# Problem requirements:
In the newsletter account of the Headley Mill visit, what year is given for the mill house, and what confirmed it?

# Passage shown:

|
Page 2 |
Newsletter 122, Autumn 2018 © Hampshire Mills
Group |
Headley Mill Visit
Putty
Robin
Appel
Pictures by Keith and Ruth Andrews
, Forging to
|
|
It was a near perfect summer’s evening when Richard
Ellis, HMG stalwart, welcomed 24 members to his
iconic mill sat astride the River Wey at Headley.
The mill pond appeared to be at capacity, and the
ducks were aplenty, but the mill looked a little
sad, deteriorating structures crying out for help.
They deserve it, there is more than 1000 years of
history here, and the mill and machinery is
complete.
At 6.30pm Richard was invited to begin his guided
tour, but he is obviously an old hand at this. “If
I start promptly, others will continue to arrive” he
declared, but he did, and, of course, they did!
Richard began by describing the continuous range of
mostly stone buildings which comprise the mill and
the mill house. |
He explained “mills made money, but they shook
themselves to bits” so millers were forever
rebuilding them, which is why Headley Mill combined
four separate structures. The first, the mill house,
with its Georgian front is 1796, confirmed by a coin
of that date found concealed in the front door
structure, a well-known signature employed by
builders over 2-300 years. Moving from right to
left, next is the facade which houses the wheel –
1831, and is made of bricks, which was probably a
way the then miller advertised his prosperity. Then
comes the main body of the mill, which is
mediaeval. Finally the most southerly structure, is
again stone, 16th-17th century.
|
|
The history of the mill is not without controversy.
The River Wey, or more definitively, the middle of
the River Wey, once formed the boundary of land
owned by the Bishop of Winchester (to the north
east), and a hunting forest owned by King John (to
the south west). The bishop was comfortable with
the mill from which he drew taxes, the king was not.

Excerpts of pointing data:
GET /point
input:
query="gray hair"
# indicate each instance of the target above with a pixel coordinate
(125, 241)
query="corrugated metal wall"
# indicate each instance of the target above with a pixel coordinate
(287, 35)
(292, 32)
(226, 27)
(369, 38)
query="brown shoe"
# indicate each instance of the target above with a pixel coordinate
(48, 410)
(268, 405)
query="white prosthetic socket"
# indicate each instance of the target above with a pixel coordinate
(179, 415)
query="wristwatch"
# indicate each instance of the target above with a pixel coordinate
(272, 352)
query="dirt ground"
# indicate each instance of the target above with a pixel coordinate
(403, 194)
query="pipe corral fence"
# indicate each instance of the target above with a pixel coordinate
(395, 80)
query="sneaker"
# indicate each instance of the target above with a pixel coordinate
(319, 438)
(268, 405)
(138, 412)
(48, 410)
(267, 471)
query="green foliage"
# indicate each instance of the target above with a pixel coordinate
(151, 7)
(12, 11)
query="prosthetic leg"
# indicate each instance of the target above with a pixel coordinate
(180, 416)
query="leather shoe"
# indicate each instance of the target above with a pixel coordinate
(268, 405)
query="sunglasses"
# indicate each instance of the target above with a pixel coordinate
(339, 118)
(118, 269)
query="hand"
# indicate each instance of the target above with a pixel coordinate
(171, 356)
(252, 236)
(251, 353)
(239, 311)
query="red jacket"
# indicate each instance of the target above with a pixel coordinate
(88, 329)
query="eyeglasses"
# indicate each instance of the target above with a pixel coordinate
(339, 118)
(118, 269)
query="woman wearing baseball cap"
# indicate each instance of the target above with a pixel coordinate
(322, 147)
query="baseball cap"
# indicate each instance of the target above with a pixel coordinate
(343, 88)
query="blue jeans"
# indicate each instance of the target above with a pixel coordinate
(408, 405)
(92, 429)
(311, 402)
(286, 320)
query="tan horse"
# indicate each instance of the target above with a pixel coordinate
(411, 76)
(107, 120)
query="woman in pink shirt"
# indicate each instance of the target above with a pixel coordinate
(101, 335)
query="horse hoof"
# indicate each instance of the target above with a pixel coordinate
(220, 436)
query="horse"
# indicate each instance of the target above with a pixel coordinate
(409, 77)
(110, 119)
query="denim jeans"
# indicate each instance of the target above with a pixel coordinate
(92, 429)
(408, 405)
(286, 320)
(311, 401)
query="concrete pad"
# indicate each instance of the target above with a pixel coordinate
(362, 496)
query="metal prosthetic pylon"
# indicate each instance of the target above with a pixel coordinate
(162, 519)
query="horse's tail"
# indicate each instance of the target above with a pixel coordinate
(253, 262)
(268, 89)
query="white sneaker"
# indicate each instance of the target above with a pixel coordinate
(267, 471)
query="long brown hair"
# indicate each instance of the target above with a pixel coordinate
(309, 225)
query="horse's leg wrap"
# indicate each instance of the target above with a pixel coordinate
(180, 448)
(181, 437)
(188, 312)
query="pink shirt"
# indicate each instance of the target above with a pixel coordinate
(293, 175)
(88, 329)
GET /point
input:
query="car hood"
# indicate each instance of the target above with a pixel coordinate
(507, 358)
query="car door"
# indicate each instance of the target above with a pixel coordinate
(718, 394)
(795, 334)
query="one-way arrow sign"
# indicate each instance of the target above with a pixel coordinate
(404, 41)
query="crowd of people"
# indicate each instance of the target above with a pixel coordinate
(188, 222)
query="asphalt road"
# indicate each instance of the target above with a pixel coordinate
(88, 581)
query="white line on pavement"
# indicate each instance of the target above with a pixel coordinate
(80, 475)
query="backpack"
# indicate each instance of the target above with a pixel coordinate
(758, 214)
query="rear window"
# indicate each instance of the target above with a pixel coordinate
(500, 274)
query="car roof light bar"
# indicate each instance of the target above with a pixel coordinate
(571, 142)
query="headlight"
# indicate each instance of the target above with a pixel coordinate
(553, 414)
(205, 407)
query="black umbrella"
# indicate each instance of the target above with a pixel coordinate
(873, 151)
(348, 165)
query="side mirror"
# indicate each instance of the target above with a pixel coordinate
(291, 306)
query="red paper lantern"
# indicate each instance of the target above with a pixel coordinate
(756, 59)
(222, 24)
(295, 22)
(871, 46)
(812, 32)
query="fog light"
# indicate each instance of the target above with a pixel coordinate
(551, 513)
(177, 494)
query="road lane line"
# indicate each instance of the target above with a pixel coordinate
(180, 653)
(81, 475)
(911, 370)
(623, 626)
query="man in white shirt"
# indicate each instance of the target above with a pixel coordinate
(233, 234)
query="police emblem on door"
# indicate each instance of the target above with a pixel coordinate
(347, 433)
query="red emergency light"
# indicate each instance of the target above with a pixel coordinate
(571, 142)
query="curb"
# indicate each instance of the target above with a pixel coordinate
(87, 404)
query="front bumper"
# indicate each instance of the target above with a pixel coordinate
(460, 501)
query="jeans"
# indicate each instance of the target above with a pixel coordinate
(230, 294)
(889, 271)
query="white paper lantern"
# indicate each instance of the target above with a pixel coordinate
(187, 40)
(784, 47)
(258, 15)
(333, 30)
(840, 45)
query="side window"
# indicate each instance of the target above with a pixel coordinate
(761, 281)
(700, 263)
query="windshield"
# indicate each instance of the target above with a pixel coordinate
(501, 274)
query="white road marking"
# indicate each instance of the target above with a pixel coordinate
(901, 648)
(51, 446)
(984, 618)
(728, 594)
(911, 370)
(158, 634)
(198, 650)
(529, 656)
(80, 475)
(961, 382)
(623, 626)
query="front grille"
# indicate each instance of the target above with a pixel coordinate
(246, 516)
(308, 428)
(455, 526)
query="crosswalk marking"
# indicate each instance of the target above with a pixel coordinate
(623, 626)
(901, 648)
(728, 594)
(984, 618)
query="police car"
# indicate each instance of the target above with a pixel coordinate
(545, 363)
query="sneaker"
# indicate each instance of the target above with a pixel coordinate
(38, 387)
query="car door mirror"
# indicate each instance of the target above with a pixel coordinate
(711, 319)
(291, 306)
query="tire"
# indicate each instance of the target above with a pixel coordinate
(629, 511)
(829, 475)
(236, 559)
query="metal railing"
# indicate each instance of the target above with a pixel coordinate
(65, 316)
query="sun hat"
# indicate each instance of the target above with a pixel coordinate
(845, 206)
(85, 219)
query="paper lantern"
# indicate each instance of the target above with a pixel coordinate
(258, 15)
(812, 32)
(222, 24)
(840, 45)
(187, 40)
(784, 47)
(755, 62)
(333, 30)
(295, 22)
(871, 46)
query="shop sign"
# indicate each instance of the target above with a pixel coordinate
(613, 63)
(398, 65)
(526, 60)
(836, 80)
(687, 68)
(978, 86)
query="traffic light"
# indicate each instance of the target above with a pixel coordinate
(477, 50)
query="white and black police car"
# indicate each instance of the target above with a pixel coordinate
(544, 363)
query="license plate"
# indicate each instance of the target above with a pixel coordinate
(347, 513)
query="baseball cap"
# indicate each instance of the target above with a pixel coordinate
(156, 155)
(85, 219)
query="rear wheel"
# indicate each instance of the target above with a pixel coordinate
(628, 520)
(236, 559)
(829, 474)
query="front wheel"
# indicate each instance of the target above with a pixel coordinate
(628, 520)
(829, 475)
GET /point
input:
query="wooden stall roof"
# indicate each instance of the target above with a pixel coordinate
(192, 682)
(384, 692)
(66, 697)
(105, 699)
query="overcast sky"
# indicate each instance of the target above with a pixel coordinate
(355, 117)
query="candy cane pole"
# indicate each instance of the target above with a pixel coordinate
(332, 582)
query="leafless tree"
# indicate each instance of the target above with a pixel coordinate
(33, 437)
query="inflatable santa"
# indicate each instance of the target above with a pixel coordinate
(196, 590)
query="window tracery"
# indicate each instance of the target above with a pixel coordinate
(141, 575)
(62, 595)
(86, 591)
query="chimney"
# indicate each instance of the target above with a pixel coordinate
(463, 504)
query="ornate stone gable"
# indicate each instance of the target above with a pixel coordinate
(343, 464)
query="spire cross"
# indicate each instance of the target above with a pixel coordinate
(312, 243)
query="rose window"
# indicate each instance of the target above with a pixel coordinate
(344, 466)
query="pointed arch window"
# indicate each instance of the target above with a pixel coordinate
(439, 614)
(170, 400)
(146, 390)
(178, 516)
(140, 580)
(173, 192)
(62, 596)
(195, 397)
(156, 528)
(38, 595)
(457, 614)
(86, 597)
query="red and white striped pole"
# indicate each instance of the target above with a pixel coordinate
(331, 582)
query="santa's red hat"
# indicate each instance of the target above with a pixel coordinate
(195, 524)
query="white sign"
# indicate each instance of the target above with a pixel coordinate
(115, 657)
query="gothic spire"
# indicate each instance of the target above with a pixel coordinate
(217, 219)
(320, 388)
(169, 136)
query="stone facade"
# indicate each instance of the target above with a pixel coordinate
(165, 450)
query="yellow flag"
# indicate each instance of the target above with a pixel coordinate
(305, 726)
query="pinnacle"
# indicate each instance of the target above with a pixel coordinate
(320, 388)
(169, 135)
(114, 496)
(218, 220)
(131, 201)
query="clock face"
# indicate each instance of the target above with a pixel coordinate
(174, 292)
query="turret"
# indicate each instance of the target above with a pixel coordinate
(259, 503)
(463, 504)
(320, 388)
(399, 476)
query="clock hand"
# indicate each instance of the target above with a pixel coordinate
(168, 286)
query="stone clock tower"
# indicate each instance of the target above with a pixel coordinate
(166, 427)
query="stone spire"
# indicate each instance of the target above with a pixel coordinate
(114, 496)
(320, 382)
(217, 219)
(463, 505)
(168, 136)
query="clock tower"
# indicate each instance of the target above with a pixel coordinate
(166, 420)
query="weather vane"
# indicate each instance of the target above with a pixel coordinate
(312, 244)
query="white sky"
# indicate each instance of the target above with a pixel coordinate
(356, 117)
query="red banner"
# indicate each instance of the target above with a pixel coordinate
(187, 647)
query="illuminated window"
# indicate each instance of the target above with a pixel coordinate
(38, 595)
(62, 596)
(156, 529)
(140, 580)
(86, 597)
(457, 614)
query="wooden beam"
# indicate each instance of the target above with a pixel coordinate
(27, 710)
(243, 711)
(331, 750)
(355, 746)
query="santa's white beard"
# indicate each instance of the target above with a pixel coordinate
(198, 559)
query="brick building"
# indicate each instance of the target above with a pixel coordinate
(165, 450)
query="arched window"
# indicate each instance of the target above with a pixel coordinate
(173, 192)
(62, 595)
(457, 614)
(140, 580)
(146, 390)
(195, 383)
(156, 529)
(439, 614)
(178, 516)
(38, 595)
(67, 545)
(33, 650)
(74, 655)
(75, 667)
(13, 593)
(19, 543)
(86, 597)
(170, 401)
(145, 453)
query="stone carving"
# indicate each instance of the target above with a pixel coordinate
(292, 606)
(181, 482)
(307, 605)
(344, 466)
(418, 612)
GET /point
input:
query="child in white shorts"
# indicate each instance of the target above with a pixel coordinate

# Solution for this exercise:
The mill house dates from 1796, which a coin of that date found hidden in the front door structure confirmed.